Records excerpted from a collection
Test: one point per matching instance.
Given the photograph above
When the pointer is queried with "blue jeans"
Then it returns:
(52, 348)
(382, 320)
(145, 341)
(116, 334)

TASK REQUIREMENTS:
What you return should match the entries above exactly.

TASK ANSWER:
Test: one point per matching instance.
Given the photograph above
When the pointer is queried with "blue jeans"
Then it returns:
(52, 348)
(382, 320)
(145, 341)
(116, 334)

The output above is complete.